• 課題一覧:
1 - 本文の内容を2文でまとめてください。
2 - 本文によると、デジタル時代に合う組織文化の要件はいくつありますか。

• 本文:
☆ ☆ ☆ ☆ ☆ ☆ ☆

前回は、デジタル変革(DX)の推進を円滑にするためにはデジタル時代に適合する組織文化が必要であり、その要件が6つあると述べました。今回は、これら組織カルチャーの6つの要件について順を追って説明します。
DXの本質と変革の必要性を理解する
デジタル時代の組織カルチャーを手に入れるには、まず、経営者を含む誰もがDXの本質と変革の必要性を理解していなければなりません。しかし、国内企業には「ITやテクノロジーは苦手だ」「担当者に任せている」という経営者が少なくありません。また、ビジネスの最前線にいる営業部門や事業部門にも、テクノロジーの活用を他人事と捉えているスタッフが存在します。

☆ ☆ ☆ ☆ ☆ ☆ ☆

• データ:
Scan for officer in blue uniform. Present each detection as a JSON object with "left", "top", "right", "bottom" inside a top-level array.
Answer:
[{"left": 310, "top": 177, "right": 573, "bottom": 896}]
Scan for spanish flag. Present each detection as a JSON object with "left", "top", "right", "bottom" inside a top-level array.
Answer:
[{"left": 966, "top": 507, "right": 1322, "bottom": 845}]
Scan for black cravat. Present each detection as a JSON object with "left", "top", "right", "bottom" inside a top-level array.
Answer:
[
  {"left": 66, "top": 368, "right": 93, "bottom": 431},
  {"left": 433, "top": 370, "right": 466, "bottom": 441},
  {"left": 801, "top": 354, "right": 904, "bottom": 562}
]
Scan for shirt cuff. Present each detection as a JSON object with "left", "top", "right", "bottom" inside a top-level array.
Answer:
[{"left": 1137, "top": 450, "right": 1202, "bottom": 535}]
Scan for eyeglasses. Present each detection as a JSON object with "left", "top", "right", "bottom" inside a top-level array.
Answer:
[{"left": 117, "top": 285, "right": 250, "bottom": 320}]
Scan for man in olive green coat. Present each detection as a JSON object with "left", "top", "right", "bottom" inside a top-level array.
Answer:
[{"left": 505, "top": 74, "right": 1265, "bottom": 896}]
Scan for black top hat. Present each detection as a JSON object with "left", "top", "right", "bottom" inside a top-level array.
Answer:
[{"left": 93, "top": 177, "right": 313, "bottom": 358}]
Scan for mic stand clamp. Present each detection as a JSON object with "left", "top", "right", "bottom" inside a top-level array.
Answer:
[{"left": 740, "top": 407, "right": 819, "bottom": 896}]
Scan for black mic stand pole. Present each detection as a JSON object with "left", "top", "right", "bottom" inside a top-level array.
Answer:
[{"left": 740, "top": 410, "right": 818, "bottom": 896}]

☆ ☆ ☆ ☆ ☆ ☆ ☆

• 解答:
1 - DXをスムーズに進めるにはデジタル時代に合った組織文化が必要で、その要件は6つあり、今回はそれを順に説明するとしています。そうした組織カルチャーを得るには、まず経営者を含む全員がDXの本質と変革の必要性を理解しなければなりませんが、国内企業にはITやテクノロジーが苦手だという経営者や、テクノロジーの活用を他人事と捉えるスタッフがいます。

2 - 6つです。